▸ **TEXT FOR ANALYSIS**:
▬▬▬▬▬▬▬▬▬▬

One caveat in the saturation analysis is that “fuzzy” nucleosomes or background noise might give us more “false positive” dynamic nucleosomes with an increasing number of reads. In order to distinguish genuine dynamic nucleosomes from background noise, we decided to use the degree of functional enrichment of the same number of top-ranked dynamic nucleosomes in the saturation analysis (Fig. 5). The rationale is that the background noise should be randomly distributed across the genome and thus has no functional enrichment. Our analysis demonstrated that for EtOH-YPD, increasing the sequencing depth significantly increases the degree of functional enrichment of dynamic nucleosomes, strongly indicating lack of saturation; whereas for Gal-YPD, the same analysis indicated a slightly saturated sequencing depth, probably because there are less dynamic nucleosomes involved in the Gal-YPD environmental change (Fig. 3D). Altogether, these results suggest that, even at the current sequencing depth of ∼200-fold, dynamic nucleosome analysis can still be improved significantly by further increasing the sequencing depth.

▬▬▬▬▬▬▬▬▬▬

Resume the passage on sequencing depth and dynamic nucleosome detection, picking up after its final sentence.

▬▬▬▬▬▬▬▬▬▬

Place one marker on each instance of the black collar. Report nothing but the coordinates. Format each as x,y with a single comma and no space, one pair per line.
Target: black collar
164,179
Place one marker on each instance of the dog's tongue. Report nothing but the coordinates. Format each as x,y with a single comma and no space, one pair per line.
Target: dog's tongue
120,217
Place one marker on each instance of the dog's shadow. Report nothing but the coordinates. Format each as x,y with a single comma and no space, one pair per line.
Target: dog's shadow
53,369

▬▬▬▬▬▬▬▬▬▬

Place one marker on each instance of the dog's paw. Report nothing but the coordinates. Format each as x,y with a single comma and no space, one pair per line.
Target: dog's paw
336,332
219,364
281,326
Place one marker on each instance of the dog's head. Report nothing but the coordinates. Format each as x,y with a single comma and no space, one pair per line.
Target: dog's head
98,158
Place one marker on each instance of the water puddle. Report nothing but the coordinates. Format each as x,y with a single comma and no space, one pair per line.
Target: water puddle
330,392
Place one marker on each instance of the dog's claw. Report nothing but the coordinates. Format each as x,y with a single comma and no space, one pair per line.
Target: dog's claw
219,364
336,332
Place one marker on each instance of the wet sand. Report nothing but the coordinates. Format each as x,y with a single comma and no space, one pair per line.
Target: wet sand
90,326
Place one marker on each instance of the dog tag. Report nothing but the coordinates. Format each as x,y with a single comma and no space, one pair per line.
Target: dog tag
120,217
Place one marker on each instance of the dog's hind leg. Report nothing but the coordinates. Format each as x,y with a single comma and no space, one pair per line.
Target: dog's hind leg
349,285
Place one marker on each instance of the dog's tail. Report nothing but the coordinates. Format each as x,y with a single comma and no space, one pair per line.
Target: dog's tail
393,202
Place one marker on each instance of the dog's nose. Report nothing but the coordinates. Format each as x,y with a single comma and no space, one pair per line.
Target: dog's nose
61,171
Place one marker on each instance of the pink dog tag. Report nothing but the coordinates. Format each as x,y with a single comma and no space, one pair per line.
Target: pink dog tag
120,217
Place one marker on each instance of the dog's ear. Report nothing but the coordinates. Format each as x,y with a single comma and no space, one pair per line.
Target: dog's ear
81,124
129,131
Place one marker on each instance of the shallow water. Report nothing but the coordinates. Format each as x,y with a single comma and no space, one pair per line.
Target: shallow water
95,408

▬▬▬▬▬▬▬▬▬▬

▸ **WRITTEN RESPONSE**:
DANPOS analysis of dynamic nucleosomes in the mammalian genome

The proximal promoter is largely composed of well-positioned nucleosomes, e.g., more than 10 well-positioned nucleosomes are observed flanking yeast TSS (Fig. 6A), whereas chromatin in distal regulatory regions is in a more fluid organization where nucleosomes become fuzzier. Although it may not be as much of an issue for the yeast genome, the definition and functional interpretation of intergenic dynamic nucleosomes is a largely unexplored problem in the mammalian genome.

Figure 6.

Figure 6.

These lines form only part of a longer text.